» **DIRECTIONS FOR THIS TASK**
Show every line of the items below that contains the word "face".

» **DATASET EXTRACT**
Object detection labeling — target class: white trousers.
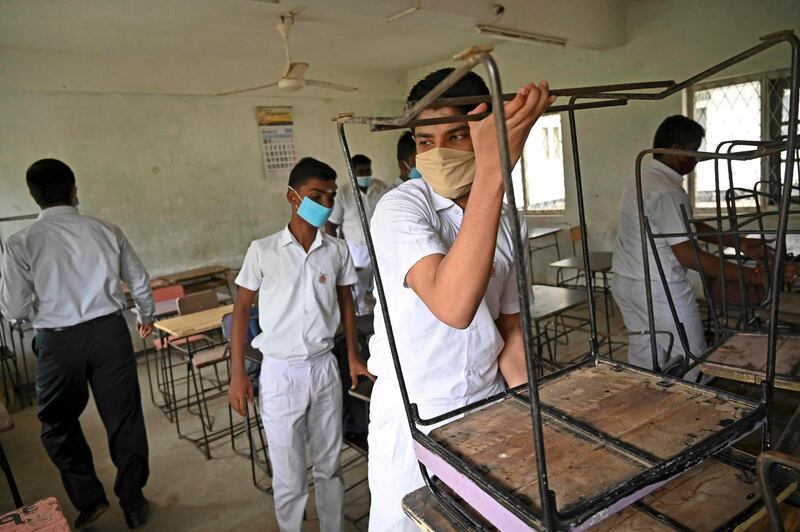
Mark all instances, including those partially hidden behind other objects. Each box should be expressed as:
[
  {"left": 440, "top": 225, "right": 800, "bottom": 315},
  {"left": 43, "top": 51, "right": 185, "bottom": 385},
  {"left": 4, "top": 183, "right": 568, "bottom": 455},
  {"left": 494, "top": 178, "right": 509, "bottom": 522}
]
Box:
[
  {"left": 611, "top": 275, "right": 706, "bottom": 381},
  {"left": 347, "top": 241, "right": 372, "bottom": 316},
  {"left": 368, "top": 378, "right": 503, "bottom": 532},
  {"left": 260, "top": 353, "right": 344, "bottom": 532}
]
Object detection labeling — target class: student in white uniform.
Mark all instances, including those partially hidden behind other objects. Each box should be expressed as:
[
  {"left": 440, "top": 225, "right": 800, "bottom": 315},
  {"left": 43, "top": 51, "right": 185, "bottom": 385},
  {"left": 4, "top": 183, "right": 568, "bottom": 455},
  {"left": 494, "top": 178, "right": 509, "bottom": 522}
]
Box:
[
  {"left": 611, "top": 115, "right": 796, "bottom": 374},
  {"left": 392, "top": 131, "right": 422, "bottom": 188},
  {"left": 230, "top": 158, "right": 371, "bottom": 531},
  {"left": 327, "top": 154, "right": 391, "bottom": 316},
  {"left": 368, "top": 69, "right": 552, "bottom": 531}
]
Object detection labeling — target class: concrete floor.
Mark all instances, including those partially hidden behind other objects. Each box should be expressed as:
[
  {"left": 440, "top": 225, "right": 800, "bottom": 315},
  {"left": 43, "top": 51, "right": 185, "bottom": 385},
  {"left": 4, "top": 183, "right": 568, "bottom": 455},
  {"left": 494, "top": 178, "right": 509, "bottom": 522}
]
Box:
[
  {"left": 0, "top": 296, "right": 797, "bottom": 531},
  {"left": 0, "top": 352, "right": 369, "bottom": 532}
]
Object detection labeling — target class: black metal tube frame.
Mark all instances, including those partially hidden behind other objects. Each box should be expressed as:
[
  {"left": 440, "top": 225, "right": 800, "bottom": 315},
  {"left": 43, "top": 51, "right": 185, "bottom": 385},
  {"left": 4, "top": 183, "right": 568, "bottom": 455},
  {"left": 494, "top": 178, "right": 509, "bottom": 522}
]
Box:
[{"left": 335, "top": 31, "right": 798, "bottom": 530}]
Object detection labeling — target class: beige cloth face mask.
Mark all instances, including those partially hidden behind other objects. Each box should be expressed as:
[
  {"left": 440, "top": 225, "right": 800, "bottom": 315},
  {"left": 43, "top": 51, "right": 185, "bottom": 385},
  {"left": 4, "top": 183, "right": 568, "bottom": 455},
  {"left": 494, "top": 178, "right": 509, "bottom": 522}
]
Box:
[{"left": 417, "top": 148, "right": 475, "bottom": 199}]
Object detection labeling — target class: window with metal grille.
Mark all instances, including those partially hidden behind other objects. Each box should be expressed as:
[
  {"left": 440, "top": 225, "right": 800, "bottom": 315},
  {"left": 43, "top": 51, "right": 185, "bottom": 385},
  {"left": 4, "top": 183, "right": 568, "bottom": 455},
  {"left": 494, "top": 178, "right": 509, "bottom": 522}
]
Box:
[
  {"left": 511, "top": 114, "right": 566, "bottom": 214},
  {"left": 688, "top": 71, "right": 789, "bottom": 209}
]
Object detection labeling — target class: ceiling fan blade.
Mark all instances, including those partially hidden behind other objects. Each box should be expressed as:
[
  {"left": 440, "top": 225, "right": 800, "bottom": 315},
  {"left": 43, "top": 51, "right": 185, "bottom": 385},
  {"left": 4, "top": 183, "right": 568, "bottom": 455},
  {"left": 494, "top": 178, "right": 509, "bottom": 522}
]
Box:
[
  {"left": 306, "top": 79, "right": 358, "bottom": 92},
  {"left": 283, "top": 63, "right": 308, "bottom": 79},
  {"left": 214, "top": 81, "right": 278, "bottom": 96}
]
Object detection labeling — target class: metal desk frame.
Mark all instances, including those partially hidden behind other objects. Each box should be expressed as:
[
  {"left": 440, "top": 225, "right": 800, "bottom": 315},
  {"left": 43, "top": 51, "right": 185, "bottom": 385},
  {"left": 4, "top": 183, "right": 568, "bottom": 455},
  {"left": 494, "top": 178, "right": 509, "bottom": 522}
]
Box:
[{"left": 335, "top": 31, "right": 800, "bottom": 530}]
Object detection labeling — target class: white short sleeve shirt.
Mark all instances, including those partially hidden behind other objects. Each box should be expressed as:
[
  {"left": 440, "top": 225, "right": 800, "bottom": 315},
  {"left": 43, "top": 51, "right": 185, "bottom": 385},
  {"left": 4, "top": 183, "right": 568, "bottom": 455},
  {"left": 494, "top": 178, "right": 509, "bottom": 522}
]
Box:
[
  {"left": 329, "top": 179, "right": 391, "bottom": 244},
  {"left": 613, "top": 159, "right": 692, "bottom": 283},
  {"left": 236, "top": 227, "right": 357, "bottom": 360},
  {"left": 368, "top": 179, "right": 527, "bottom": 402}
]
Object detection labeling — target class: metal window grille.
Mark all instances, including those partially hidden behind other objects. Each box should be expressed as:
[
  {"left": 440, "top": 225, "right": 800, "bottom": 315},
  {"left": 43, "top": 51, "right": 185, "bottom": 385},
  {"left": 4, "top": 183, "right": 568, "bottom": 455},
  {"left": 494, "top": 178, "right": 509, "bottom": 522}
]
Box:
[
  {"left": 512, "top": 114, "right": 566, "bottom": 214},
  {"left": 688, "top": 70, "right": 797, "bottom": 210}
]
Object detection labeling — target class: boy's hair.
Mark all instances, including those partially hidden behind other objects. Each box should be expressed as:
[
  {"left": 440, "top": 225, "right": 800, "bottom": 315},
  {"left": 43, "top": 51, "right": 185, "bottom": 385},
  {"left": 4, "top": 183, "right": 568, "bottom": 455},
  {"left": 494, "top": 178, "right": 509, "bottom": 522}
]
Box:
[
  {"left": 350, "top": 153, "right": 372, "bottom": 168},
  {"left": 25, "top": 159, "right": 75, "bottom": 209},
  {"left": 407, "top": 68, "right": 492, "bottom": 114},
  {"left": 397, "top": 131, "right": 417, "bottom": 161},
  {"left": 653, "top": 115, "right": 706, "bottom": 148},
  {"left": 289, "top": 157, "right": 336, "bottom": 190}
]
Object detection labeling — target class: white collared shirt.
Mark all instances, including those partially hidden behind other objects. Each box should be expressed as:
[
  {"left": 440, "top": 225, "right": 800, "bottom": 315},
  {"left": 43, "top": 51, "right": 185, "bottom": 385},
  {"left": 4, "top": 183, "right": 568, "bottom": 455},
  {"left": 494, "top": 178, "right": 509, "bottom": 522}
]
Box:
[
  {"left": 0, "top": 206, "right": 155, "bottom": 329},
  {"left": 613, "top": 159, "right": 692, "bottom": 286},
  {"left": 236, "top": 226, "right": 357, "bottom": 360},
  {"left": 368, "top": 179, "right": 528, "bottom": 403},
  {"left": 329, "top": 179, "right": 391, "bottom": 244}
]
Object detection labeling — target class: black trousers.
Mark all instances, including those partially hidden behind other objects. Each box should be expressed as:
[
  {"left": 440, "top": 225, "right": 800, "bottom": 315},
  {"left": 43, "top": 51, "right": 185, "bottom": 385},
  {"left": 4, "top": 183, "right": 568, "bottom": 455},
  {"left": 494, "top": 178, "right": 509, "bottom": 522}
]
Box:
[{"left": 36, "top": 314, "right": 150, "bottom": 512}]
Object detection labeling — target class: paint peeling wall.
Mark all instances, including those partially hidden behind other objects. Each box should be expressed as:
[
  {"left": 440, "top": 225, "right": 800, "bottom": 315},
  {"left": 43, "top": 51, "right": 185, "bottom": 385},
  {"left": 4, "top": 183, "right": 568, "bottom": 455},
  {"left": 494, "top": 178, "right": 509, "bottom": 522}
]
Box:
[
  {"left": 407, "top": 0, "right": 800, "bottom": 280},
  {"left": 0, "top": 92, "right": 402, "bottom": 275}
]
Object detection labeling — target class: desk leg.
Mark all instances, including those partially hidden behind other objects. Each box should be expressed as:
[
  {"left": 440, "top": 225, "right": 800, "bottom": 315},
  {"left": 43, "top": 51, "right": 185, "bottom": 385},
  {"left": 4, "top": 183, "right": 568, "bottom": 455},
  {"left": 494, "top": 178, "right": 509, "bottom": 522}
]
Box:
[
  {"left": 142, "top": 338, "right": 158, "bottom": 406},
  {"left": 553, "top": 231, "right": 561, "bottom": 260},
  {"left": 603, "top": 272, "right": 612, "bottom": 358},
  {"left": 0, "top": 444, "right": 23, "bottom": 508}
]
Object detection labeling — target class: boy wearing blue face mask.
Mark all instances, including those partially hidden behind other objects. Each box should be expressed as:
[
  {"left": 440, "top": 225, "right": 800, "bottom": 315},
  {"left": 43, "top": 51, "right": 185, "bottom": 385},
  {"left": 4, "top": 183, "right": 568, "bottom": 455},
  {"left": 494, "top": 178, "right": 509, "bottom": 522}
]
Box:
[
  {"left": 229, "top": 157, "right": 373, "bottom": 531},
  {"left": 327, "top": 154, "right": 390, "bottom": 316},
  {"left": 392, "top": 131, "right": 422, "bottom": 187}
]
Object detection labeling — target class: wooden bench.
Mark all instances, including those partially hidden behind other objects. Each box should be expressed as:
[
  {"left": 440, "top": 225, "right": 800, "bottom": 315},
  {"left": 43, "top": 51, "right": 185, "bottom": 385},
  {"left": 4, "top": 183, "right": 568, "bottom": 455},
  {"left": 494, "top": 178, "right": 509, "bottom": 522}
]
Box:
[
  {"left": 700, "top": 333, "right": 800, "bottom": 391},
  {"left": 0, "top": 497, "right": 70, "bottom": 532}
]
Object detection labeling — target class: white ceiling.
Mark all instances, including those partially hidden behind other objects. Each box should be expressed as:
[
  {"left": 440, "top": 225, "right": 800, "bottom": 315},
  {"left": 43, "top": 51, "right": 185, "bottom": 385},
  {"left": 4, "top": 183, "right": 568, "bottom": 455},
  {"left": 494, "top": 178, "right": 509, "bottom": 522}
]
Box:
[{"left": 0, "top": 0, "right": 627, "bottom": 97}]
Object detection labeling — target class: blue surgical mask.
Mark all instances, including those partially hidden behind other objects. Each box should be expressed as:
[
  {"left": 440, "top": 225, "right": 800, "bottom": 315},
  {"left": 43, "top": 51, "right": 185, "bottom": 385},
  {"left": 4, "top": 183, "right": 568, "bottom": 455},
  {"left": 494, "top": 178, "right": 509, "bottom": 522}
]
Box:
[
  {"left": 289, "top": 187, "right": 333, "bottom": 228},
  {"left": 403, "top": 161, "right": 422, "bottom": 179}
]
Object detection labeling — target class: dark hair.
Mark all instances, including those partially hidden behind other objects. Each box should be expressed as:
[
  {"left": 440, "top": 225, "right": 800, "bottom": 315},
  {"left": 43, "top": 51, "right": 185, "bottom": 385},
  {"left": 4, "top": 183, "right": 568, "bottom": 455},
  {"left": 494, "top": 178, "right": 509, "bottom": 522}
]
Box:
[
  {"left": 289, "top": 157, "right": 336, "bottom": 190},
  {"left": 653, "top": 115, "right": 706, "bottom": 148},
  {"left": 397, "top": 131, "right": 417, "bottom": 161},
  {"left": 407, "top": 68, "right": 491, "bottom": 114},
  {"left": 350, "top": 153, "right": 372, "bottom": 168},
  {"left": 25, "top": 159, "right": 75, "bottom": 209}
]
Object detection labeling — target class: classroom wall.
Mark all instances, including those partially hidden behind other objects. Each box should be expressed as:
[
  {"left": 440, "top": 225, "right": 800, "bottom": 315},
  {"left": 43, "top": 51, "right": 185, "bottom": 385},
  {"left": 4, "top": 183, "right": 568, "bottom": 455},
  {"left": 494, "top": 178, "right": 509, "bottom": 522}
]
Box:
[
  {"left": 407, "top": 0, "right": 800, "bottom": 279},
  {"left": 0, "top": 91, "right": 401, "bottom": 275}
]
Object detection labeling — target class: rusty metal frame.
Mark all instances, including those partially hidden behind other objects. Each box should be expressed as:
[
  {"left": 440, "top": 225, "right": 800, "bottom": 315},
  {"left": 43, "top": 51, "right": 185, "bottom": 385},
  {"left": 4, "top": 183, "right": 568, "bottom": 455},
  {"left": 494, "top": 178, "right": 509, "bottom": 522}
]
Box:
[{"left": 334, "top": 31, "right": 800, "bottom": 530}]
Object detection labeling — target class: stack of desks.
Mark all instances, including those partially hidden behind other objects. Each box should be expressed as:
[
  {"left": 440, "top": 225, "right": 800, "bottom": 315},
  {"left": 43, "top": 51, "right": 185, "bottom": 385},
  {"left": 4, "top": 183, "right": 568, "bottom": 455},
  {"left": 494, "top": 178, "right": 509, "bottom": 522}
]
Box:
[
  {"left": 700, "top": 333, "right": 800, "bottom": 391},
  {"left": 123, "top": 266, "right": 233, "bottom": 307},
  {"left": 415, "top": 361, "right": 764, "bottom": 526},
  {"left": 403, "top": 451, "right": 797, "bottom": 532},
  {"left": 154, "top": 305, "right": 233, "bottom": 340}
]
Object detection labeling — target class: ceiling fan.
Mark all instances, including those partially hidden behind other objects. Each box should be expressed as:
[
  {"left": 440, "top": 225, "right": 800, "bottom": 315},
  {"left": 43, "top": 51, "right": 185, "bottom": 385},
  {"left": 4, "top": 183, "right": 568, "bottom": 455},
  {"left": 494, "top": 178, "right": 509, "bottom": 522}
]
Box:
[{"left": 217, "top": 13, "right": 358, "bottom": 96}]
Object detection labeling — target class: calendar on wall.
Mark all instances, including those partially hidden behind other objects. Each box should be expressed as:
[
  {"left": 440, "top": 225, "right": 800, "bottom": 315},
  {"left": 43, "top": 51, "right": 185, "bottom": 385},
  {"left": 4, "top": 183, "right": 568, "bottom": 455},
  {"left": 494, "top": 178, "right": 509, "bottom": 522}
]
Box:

» **EXERCISE SOLUTION**
Object detection labeling — target class: beige cloth face mask.
Object detection labeling — target class: boy wearing blue face mask.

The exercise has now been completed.